**TASK DETAILS**
Please set down word for word every line from the one holding "Query: white ceramic plate" to the end of the data below, both included.

**RAW DATA**
◆ ◆ ◆ ◆

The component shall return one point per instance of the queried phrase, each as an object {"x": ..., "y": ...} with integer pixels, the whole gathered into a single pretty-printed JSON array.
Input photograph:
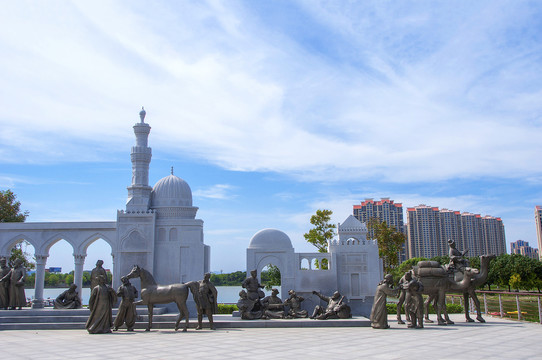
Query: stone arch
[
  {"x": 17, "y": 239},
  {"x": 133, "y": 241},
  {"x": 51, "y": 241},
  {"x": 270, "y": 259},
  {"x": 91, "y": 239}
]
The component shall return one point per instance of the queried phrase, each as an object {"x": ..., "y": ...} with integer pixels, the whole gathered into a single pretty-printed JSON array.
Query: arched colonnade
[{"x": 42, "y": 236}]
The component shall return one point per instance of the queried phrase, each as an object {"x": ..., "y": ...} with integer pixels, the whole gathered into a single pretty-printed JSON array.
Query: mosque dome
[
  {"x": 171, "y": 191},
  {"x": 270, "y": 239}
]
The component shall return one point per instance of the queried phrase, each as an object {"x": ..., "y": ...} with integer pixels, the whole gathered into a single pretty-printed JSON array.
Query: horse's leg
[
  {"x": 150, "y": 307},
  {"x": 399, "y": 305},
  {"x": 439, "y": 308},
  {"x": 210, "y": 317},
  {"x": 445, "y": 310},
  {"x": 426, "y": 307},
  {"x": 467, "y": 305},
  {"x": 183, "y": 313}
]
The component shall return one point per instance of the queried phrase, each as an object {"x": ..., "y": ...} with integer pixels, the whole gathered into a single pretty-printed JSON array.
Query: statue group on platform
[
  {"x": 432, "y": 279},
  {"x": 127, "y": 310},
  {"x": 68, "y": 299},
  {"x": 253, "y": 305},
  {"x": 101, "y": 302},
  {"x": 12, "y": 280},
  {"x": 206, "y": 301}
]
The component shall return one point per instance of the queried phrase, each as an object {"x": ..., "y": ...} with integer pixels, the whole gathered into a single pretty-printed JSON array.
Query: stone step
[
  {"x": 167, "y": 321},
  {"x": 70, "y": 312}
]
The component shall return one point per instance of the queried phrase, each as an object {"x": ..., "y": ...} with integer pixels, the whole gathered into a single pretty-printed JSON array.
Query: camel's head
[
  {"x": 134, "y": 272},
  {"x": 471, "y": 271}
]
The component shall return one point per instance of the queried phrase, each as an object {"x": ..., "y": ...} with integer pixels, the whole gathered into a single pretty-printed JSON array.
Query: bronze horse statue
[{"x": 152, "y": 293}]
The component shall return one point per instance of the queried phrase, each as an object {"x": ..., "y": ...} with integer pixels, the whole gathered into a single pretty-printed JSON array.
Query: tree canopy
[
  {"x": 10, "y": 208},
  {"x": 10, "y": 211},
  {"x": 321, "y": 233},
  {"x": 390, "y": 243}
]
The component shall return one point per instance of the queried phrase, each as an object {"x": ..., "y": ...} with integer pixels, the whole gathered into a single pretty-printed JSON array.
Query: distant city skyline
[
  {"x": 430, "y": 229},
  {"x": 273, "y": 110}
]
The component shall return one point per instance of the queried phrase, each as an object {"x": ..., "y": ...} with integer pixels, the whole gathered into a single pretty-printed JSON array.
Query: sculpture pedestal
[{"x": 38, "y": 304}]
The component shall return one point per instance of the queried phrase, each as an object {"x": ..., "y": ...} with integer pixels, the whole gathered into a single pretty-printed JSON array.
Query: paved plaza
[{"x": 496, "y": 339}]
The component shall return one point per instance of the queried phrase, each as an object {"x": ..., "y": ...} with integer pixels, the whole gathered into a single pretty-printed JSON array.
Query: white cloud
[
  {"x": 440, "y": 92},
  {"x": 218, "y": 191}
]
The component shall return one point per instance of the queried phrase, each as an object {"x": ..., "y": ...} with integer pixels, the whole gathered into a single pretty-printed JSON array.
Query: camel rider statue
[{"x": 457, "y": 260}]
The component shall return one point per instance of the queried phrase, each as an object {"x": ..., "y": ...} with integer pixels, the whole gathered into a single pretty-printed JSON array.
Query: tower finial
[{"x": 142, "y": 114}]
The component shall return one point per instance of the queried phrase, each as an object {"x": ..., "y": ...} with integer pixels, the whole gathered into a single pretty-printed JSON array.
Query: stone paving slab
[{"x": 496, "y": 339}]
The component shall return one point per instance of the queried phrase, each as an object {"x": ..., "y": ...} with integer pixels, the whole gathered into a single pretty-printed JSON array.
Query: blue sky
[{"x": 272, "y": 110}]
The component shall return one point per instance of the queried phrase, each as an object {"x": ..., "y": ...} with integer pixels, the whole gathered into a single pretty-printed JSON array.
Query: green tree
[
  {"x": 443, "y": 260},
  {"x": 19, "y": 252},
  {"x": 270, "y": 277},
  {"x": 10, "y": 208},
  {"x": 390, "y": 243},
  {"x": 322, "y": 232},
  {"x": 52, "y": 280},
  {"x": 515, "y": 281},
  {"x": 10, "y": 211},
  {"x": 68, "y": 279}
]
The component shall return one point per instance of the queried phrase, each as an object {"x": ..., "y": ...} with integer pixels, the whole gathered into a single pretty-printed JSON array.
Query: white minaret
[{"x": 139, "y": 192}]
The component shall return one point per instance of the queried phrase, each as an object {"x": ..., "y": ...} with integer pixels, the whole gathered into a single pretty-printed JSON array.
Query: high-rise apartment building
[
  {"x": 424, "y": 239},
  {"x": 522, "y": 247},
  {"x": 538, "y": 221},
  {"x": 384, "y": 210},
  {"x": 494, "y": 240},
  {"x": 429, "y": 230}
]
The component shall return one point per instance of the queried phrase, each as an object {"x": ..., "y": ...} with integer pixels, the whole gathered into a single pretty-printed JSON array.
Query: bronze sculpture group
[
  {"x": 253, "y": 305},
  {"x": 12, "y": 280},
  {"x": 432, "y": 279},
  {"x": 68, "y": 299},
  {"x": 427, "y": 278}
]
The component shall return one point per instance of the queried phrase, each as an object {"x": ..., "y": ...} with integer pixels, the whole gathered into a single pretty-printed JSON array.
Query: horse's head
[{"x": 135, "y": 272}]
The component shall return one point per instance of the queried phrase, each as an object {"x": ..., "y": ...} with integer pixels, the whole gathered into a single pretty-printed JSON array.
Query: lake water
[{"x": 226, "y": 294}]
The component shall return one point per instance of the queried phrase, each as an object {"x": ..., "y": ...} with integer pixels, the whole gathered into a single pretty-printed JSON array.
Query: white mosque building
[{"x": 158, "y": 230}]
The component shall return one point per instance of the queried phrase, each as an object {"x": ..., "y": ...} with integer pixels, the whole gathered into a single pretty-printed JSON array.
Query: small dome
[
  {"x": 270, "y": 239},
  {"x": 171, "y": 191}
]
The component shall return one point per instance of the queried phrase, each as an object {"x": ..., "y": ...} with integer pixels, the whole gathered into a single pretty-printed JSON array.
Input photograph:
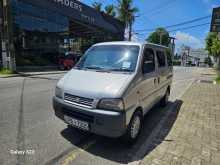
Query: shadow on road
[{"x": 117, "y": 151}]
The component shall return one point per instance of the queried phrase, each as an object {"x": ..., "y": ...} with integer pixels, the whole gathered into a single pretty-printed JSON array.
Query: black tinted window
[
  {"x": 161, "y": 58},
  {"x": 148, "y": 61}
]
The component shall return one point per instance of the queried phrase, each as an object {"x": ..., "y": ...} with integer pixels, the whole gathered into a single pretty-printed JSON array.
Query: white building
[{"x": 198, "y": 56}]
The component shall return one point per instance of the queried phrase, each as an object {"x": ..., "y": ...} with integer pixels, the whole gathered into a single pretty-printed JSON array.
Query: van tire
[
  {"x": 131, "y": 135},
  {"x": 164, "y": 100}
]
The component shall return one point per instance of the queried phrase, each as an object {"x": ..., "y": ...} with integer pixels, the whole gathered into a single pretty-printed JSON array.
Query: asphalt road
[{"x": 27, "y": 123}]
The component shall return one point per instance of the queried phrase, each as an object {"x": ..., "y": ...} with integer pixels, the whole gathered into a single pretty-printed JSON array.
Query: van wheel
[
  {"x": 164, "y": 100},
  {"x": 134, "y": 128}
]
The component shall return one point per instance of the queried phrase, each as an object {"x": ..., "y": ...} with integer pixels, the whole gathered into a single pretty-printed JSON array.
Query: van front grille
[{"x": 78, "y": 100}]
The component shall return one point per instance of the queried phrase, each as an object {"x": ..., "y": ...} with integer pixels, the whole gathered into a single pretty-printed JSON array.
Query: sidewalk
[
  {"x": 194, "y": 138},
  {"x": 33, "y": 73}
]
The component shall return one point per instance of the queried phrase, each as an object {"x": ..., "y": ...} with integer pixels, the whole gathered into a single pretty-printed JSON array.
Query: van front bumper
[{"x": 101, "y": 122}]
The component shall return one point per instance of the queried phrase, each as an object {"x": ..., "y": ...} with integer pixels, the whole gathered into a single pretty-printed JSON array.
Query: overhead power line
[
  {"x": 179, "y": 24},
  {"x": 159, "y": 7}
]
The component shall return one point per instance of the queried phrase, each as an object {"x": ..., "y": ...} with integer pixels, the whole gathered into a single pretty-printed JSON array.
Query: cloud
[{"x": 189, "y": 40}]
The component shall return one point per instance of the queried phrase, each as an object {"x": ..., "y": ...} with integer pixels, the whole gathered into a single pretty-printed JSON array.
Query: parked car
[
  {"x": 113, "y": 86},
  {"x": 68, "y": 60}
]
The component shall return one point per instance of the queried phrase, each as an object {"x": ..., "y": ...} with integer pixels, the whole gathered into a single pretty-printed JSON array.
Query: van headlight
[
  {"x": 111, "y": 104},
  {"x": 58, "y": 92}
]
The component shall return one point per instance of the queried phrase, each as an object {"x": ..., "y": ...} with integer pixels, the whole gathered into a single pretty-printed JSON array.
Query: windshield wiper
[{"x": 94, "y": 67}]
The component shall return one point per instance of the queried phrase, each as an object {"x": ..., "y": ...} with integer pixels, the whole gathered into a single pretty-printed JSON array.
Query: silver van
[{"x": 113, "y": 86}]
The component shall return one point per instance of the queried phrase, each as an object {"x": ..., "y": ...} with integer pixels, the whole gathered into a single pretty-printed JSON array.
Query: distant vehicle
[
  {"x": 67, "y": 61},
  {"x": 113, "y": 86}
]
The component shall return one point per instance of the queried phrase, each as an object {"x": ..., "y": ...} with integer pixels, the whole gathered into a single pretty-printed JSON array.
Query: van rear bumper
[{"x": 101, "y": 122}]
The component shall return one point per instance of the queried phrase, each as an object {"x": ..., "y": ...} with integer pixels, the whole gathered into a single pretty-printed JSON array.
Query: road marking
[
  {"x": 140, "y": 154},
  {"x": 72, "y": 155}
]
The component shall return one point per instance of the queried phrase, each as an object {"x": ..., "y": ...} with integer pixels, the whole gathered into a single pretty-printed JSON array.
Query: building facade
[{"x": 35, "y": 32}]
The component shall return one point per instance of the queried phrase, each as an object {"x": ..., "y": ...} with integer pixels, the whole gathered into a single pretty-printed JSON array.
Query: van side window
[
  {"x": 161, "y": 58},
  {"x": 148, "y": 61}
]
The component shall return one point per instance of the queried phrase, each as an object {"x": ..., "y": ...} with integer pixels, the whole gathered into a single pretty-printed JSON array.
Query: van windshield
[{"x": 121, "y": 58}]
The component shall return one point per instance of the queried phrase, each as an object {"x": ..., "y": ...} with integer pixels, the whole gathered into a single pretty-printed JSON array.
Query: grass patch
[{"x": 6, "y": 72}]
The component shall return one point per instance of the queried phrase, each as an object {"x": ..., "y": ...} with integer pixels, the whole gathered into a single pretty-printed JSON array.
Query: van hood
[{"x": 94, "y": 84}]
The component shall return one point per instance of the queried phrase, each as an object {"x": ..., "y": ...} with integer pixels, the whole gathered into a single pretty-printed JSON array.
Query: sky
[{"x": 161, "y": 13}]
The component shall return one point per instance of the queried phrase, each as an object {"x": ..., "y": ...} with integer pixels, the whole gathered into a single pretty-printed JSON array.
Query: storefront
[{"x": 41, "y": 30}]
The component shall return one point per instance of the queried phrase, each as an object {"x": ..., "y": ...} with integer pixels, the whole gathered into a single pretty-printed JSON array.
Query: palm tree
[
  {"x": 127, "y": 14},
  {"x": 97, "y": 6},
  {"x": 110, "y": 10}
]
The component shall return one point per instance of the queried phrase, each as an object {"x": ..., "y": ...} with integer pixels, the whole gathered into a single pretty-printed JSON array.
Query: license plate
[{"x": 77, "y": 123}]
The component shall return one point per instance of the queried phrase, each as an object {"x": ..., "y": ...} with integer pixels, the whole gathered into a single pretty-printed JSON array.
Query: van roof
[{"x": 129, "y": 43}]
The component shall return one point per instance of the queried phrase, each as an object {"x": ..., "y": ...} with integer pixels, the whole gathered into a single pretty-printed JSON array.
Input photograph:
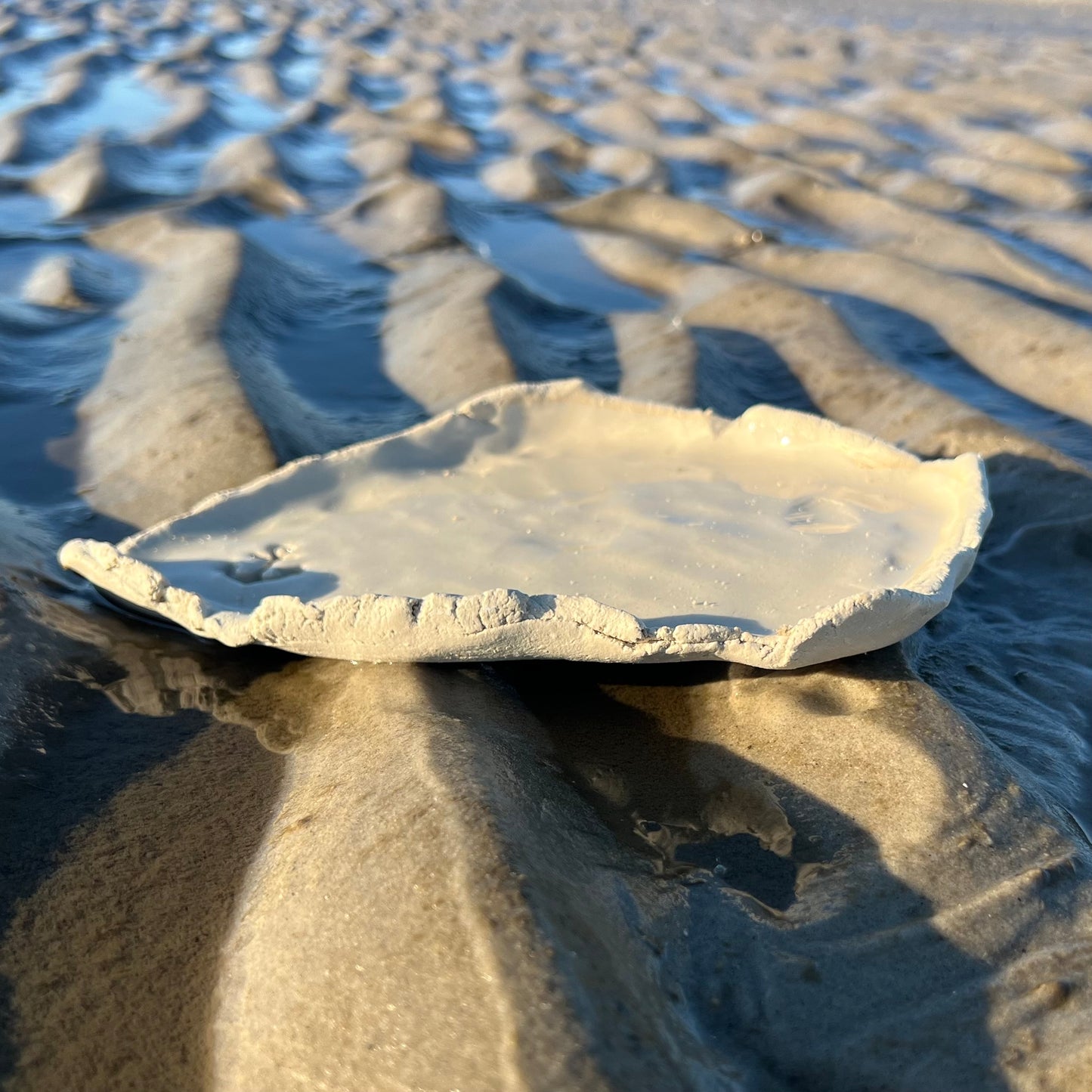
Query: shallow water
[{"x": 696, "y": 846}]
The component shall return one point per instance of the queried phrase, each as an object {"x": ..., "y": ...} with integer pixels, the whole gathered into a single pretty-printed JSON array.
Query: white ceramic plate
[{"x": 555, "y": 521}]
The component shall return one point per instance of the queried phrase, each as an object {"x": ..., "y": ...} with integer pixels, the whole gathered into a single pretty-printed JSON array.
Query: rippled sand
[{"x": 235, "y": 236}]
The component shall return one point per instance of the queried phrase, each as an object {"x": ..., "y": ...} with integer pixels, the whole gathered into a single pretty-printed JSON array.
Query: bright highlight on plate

◆ ◆ ◆ ◆

**OUTPUT BELOW**
Query: white ceramic plate
[{"x": 555, "y": 521}]
The component shall return one point per instance of the queried phrase, each as an object {"x": ..., "y": ...} with integer pixels, the whole gathered into a single pretty-printed JSON array.
Query: rippled sand
[{"x": 235, "y": 236}]
The component shall return one point per instance of the queried phrase, each as an object {"x": ..., "y": ...} with integer pixels, the whole gathered into a single pretty-printed JSON array.
Query: bright highlight on plate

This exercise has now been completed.